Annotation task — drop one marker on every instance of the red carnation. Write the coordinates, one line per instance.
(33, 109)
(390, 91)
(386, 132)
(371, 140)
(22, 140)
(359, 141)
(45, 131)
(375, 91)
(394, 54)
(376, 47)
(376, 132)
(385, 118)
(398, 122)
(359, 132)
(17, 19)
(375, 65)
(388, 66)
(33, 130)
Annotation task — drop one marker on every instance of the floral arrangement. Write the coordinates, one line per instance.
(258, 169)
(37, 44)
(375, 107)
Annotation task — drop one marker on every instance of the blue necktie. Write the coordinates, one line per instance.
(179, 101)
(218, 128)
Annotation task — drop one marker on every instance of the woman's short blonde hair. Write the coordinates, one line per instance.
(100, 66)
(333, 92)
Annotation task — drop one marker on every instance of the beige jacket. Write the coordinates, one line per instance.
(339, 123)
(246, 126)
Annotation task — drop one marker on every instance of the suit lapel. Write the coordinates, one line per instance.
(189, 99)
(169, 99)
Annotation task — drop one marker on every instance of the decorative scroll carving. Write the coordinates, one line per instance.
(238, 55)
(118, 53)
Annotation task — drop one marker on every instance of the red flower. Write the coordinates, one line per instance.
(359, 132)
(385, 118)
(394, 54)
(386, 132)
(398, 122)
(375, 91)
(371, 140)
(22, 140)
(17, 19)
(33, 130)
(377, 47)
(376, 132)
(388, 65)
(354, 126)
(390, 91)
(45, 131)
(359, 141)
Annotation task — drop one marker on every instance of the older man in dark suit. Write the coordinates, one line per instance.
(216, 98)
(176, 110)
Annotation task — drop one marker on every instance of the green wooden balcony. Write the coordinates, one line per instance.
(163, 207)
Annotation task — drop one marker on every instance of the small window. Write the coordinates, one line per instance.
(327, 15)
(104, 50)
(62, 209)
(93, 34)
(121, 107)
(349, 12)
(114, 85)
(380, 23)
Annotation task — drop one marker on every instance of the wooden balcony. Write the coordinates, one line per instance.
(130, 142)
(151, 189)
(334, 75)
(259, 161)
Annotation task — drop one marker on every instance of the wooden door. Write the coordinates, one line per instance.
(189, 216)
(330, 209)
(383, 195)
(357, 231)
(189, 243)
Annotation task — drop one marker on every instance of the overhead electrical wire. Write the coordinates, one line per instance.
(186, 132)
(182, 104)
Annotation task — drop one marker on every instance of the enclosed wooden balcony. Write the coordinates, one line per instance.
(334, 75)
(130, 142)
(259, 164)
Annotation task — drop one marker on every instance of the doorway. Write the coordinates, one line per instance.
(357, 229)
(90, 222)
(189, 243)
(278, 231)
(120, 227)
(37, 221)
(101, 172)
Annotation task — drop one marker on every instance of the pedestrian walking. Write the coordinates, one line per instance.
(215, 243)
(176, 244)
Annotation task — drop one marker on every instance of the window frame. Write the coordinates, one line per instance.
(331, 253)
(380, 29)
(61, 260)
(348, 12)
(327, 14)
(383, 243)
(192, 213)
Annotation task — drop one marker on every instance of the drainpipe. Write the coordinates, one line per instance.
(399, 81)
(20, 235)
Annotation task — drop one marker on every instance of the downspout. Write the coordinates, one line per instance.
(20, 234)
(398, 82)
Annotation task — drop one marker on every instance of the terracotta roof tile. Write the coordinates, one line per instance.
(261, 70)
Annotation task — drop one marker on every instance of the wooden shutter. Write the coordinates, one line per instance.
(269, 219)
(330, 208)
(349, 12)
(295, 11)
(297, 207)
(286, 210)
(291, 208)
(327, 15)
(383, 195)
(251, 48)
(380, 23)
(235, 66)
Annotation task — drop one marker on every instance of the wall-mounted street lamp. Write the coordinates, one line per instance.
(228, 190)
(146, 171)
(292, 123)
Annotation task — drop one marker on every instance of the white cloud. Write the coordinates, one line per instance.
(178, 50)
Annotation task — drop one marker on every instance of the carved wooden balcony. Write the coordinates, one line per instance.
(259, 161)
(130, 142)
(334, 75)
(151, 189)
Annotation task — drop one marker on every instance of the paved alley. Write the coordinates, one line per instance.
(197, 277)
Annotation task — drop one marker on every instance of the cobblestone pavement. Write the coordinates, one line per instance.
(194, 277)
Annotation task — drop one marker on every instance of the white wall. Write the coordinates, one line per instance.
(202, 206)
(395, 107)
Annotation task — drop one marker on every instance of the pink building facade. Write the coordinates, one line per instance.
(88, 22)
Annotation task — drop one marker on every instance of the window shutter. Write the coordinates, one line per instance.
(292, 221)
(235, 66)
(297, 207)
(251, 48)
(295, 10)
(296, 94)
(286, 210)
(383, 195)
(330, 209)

------------------------------------------------------------------------

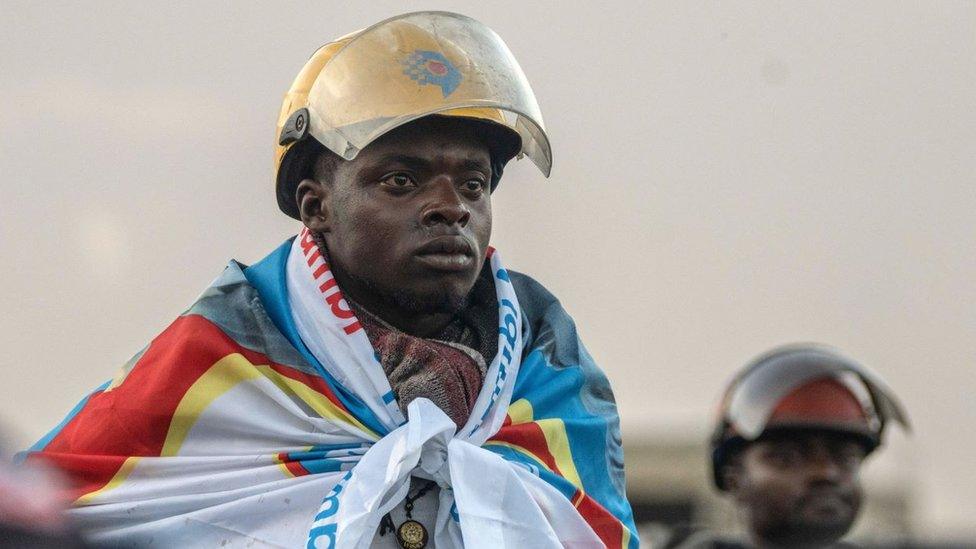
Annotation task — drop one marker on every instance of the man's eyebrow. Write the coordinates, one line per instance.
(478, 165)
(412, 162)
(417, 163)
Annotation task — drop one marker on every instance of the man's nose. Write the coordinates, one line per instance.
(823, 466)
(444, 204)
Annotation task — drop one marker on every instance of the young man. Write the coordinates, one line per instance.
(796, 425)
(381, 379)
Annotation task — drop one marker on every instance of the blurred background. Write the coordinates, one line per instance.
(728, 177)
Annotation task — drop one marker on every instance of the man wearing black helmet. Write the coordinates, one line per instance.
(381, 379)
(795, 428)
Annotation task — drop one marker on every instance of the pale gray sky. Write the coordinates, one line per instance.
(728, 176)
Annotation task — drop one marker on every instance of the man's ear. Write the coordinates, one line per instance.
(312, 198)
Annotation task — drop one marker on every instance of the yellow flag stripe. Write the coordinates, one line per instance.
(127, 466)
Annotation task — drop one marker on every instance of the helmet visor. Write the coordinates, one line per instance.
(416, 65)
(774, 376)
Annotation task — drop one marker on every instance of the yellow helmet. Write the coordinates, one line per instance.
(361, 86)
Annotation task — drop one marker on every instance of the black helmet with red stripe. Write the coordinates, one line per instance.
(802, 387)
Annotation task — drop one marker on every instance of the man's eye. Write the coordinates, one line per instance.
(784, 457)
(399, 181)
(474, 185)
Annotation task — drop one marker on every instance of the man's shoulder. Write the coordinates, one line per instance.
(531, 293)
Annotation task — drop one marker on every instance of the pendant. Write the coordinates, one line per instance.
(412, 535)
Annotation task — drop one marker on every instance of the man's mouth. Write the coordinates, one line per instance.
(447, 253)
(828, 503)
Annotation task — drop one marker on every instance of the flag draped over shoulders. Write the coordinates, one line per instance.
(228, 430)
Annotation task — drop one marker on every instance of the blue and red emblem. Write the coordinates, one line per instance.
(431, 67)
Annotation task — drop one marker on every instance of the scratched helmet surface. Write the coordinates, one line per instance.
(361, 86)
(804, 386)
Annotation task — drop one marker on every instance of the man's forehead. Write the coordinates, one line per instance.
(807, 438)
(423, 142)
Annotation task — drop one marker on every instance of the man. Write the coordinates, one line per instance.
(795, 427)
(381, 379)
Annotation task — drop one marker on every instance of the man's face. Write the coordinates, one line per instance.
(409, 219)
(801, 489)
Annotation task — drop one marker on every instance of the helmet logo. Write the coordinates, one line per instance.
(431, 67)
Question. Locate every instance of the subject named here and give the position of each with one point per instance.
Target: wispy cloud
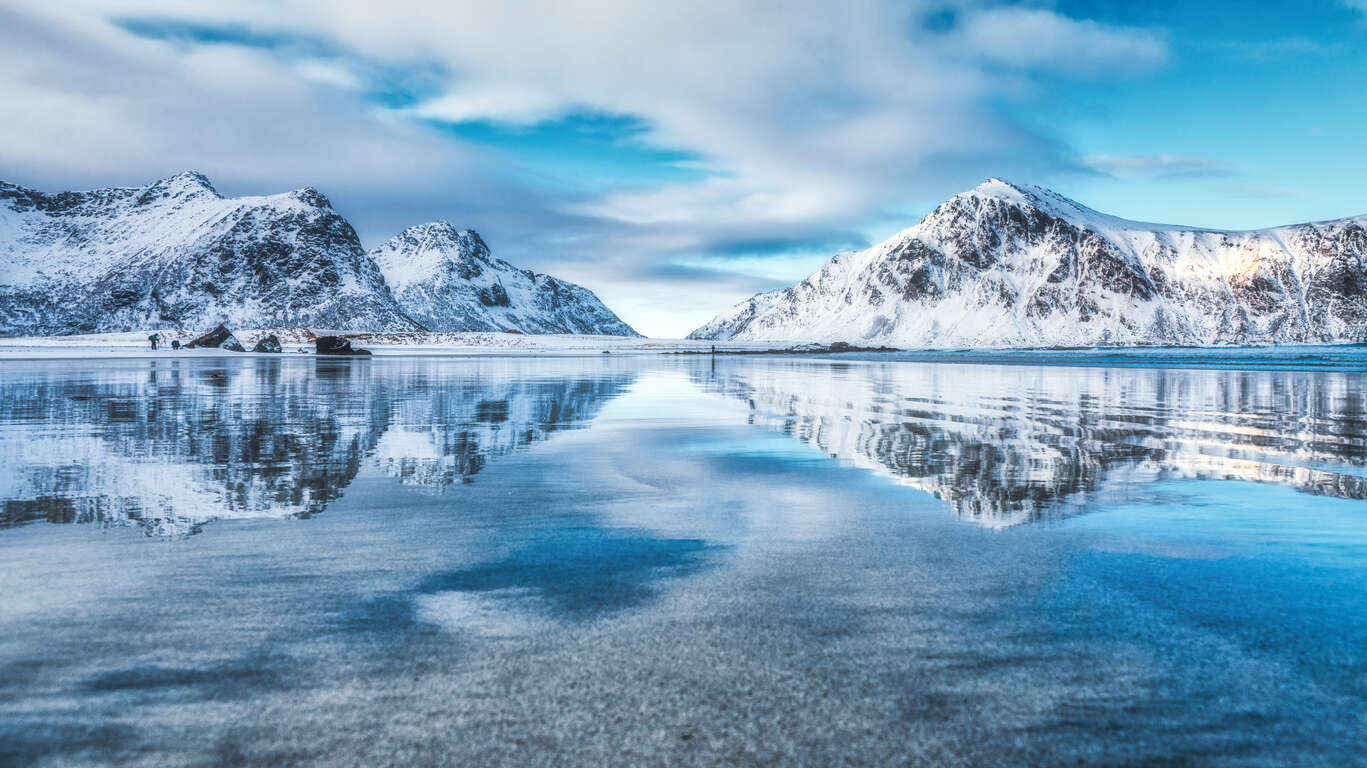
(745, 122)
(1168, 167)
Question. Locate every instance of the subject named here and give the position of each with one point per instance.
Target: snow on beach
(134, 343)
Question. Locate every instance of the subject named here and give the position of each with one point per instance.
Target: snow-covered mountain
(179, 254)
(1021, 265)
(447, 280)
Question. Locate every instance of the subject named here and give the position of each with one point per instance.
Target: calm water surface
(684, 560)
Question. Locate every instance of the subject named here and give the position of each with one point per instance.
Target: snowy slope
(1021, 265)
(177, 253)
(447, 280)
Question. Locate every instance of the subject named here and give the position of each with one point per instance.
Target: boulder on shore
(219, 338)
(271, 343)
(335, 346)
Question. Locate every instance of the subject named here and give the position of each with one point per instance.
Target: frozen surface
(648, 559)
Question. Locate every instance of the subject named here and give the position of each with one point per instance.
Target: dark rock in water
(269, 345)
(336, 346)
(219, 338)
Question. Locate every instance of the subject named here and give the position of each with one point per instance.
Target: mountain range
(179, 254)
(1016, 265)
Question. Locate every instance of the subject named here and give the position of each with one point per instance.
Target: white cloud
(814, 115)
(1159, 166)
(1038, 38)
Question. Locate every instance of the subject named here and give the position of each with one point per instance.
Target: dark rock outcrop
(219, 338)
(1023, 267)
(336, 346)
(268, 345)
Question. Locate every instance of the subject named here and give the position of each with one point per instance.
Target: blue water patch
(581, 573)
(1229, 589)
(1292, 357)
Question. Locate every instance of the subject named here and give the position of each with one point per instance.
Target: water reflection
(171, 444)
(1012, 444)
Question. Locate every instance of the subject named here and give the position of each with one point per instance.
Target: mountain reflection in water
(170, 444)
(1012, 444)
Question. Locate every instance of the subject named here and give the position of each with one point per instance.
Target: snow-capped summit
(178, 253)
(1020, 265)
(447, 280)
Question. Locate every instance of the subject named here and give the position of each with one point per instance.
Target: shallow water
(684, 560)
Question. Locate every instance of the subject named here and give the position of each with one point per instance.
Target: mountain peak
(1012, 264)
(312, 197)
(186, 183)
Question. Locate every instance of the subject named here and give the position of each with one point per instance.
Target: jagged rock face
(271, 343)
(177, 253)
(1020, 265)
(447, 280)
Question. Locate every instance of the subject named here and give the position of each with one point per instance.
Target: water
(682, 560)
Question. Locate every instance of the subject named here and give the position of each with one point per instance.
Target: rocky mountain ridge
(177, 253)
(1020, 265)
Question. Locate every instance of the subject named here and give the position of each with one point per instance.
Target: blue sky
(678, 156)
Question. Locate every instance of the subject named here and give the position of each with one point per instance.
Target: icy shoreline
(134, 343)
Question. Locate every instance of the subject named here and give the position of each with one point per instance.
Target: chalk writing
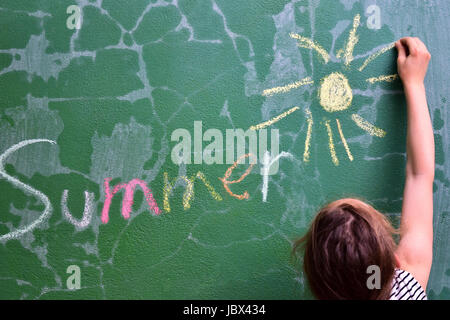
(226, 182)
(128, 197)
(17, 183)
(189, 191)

------------------------------------------------------------------------

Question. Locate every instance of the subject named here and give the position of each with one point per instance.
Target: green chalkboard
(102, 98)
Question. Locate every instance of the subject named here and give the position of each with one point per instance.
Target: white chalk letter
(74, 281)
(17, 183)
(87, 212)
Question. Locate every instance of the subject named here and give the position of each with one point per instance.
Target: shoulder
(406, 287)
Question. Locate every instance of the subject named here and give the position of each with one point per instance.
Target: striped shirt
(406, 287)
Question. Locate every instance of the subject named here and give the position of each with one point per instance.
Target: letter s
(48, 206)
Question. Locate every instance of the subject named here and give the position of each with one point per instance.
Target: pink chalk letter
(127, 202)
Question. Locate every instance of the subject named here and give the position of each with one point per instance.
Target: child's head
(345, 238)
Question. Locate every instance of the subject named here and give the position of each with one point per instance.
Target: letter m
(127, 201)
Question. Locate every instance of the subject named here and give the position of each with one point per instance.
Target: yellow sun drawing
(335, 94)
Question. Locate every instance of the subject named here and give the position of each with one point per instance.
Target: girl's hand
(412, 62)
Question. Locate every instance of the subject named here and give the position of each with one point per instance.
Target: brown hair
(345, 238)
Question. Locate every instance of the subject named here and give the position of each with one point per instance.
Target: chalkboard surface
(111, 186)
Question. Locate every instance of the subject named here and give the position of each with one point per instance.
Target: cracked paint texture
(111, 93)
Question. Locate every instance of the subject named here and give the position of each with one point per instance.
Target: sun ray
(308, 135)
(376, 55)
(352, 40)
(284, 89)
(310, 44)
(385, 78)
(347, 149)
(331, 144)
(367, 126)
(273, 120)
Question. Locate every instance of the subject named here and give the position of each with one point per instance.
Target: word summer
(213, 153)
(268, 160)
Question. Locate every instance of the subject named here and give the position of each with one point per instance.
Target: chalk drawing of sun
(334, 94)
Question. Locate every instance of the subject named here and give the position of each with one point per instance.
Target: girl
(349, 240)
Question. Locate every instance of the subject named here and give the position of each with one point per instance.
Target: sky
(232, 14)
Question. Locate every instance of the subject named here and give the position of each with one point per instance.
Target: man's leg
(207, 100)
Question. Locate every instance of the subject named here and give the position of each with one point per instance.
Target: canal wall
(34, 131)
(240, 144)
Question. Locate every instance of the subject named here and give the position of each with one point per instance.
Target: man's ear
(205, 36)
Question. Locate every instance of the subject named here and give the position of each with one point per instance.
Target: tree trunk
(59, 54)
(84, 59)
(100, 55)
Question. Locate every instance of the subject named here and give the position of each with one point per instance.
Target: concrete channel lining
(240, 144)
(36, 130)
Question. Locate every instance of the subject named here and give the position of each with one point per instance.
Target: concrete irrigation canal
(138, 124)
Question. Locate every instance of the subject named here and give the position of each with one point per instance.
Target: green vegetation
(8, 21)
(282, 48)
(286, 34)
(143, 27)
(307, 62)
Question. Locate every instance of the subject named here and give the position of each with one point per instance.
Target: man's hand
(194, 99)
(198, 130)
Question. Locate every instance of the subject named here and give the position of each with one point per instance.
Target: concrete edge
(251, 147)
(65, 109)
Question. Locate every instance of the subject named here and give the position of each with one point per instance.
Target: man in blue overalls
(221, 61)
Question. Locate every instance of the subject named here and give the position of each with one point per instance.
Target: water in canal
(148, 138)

------------------------------------------------------------------------

» **DIRECTIVE**: Please show every line from the entries above that contains the word "canal". Uppercase and lowercase letters count as different.

» **FINAL ANSWER**:
Target: canal wall
Target: concrete irrigation canal
Target: water in canal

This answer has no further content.